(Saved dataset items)
■ ■ ■ ■

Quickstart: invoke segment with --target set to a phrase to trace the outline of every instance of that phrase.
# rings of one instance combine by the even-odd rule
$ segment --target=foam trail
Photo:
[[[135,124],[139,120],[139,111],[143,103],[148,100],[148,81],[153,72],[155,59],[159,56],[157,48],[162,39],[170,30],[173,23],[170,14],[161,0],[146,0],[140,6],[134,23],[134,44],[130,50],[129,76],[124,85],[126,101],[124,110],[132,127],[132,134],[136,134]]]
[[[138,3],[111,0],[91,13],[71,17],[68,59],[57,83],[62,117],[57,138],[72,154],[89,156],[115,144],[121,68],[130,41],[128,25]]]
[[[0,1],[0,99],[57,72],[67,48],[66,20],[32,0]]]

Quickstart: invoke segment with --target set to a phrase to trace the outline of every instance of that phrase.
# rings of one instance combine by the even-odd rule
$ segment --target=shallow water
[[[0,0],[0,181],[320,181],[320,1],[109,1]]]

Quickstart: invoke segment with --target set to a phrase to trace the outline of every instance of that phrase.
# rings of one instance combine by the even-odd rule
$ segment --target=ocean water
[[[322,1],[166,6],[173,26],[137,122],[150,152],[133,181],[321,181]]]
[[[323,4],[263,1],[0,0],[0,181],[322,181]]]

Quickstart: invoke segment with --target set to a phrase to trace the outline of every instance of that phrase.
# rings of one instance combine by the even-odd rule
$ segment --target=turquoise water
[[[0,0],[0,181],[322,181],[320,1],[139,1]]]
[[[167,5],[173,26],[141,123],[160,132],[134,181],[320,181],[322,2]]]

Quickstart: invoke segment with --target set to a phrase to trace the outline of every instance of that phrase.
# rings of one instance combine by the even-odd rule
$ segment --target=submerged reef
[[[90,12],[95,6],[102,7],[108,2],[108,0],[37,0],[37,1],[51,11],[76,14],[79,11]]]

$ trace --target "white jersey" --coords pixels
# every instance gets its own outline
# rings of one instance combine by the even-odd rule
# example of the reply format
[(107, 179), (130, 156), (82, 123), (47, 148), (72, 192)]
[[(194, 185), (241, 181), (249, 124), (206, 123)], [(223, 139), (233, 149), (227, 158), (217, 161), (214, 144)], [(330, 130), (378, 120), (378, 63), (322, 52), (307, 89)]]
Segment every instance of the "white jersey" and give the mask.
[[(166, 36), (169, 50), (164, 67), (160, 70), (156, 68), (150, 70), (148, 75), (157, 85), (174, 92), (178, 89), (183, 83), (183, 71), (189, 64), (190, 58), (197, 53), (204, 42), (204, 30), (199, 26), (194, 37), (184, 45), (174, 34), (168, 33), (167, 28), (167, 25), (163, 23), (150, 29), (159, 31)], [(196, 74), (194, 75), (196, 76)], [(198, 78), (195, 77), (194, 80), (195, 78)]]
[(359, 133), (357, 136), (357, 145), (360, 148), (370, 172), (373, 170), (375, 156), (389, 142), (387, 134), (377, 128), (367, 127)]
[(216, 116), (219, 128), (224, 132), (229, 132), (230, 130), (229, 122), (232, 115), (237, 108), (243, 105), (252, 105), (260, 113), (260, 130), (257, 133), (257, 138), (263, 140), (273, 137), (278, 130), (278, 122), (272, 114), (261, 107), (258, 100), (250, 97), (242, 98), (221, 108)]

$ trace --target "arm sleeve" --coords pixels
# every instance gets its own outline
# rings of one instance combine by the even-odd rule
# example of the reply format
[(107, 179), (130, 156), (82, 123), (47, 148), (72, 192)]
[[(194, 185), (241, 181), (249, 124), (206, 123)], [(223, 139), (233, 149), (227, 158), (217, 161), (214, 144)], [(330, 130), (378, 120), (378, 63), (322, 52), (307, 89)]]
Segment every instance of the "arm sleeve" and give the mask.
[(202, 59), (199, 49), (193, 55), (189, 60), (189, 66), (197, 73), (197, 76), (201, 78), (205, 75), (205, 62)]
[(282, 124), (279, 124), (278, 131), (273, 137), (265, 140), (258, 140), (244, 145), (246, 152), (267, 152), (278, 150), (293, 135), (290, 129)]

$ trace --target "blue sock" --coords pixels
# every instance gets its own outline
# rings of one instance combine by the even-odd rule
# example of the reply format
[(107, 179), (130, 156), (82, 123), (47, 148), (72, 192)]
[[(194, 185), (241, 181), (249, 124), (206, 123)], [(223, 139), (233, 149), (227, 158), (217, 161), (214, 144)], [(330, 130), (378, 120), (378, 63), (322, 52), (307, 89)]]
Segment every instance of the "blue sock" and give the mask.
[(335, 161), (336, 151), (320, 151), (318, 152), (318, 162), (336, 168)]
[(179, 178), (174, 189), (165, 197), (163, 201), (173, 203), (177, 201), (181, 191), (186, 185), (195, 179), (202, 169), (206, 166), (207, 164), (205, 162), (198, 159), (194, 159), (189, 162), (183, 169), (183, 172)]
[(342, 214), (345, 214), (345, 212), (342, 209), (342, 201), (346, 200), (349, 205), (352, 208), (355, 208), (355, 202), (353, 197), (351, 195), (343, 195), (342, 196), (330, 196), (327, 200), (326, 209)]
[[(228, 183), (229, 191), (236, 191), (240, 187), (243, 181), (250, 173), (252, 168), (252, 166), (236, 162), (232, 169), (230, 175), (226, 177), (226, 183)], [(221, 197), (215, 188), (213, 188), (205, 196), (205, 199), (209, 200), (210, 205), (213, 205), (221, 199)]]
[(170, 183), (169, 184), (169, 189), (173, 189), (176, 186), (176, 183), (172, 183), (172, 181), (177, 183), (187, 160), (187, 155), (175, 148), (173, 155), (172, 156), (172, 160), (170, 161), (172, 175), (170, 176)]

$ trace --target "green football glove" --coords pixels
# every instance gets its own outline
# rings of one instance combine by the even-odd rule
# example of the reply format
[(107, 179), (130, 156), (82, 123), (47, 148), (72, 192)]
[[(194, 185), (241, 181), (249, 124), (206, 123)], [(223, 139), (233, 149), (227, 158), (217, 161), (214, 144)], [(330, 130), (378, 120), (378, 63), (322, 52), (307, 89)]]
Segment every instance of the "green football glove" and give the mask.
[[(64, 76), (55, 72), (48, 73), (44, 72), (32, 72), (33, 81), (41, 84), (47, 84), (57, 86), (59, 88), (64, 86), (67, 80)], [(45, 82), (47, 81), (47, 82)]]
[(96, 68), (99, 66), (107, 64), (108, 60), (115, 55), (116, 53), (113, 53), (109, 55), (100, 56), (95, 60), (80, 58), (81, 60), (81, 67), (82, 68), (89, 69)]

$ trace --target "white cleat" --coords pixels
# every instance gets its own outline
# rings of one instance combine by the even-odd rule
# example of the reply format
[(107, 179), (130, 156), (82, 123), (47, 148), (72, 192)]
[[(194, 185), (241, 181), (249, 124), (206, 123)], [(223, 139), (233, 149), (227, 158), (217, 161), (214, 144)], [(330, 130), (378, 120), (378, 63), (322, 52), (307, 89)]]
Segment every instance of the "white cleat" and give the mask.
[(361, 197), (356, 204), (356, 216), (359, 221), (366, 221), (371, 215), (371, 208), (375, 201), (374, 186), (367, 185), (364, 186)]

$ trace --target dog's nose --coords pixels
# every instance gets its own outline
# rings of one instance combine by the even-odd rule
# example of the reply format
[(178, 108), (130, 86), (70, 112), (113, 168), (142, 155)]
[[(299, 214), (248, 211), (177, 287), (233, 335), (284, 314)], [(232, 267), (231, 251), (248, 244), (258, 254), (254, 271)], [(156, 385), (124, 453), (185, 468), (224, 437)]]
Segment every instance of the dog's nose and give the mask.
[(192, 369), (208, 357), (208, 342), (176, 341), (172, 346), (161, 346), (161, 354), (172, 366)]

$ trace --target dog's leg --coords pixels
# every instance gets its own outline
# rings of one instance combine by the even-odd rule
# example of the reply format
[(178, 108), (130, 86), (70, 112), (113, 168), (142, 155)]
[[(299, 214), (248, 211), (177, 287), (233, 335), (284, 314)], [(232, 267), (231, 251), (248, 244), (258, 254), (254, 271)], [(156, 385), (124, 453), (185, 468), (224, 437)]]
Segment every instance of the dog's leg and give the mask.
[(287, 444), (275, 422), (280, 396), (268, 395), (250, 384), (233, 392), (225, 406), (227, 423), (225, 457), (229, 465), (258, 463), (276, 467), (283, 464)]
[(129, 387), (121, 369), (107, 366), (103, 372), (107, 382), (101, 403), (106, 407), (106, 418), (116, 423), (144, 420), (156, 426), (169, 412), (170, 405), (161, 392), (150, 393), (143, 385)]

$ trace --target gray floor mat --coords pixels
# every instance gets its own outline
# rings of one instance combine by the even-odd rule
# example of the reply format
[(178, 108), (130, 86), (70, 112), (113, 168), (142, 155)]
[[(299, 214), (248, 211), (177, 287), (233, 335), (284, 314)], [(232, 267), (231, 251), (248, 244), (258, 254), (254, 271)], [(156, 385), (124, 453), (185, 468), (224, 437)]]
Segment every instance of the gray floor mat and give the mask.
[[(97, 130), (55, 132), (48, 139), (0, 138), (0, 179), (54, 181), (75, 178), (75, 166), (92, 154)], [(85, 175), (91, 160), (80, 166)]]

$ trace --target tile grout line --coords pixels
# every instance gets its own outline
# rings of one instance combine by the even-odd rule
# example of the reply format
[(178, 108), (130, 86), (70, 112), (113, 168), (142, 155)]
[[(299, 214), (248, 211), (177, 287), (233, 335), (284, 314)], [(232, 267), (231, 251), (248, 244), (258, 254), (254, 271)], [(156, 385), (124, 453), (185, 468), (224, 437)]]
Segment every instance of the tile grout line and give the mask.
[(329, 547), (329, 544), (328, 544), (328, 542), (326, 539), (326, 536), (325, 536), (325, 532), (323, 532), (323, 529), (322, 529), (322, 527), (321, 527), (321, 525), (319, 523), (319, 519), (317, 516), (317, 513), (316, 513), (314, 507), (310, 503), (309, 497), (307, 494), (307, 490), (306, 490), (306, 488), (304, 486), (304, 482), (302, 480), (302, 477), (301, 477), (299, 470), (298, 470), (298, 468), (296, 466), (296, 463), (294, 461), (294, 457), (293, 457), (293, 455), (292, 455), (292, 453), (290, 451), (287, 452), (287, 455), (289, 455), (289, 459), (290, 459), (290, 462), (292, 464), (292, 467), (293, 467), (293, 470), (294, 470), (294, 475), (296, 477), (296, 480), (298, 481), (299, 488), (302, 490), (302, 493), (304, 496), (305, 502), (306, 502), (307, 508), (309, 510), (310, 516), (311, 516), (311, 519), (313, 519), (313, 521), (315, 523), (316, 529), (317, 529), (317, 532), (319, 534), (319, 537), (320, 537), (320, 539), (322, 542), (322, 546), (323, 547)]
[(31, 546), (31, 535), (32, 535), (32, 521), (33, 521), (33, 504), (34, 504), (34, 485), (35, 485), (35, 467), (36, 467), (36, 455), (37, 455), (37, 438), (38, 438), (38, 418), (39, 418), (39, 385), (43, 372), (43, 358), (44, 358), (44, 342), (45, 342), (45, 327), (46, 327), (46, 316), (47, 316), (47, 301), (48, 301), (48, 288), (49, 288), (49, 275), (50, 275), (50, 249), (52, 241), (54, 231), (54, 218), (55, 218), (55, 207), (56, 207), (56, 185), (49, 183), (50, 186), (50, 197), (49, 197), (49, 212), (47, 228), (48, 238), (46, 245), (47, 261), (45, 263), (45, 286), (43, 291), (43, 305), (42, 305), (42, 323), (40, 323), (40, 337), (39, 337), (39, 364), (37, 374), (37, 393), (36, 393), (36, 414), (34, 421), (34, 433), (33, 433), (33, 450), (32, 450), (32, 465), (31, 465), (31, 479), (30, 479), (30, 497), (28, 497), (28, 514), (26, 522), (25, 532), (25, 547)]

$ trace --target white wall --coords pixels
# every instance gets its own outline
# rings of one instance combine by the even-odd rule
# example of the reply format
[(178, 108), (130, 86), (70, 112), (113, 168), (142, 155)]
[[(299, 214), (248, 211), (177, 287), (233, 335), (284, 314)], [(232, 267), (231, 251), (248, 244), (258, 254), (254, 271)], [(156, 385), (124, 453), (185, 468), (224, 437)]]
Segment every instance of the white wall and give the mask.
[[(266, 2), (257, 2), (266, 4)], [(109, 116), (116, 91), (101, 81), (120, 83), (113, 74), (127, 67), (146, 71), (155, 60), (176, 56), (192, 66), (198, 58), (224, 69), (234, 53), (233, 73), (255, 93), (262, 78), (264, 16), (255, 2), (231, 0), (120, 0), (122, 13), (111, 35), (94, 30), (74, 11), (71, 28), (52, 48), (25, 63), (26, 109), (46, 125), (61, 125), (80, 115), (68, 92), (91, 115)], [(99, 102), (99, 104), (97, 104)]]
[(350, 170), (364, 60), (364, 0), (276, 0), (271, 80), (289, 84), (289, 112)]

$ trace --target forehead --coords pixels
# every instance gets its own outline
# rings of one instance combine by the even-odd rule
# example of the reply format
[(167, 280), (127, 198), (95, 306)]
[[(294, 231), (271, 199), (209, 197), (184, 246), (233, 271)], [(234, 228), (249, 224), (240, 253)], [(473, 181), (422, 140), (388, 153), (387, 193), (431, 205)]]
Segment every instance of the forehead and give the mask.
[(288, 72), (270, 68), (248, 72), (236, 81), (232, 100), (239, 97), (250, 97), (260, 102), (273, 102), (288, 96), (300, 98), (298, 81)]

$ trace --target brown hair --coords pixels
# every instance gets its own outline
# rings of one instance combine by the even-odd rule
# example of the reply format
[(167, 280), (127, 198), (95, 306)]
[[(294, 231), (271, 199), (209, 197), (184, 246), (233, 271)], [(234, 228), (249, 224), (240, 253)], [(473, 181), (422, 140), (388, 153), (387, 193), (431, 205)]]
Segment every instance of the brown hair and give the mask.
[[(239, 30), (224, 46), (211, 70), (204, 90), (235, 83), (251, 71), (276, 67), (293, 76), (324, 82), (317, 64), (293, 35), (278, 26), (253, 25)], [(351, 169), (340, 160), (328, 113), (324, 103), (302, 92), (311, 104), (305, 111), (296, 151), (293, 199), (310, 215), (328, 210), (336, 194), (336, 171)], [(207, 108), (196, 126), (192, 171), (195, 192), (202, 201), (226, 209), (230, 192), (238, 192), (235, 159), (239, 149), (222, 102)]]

■ ■ ■ ■

Exercise task: Echo the rows word for word, starting at the very first line and ending with the line that contains "[[[0,0],[0,181],[320,181],[320,1],[109,1]]]". Include both of those lines.

Response to the exercise:
Quickstart: invoke segment with --target set to a phrase to trace the outline of every instance of that phrase.
# rings of one instance combine by the even-odd rule
$ segment --target=foam trail
Photo:
[[[135,124],[139,120],[139,111],[143,103],[148,100],[148,81],[153,72],[155,59],[159,56],[157,48],[162,39],[170,30],[173,23],[170,14],[161,0],[146,0],[140,6],[134,23],[134,44],[130,50],[129,76],[124,85],[126,101],[124,110],[132,127],[132,134],[136,134]]]
[[[138,3],[111,0],[91,13],[71,17],[68,59],[57,83],[62,117],[57,138],[72,154],[89,156],[115,144],[121,68],[130,41],[128,25]]]
[[[0,1],[0,99],[57,72],[67,48],[66,20],[32,0]]]

Quickstart: invoke segment with --target set to a phrase to trace the outline of every instance of that phrase.
# rings of one instance combine by the even-odd rule
$ segment --target=shallow water
[[[0,0],[0,181],[320,181],[320,1],[109,1]]]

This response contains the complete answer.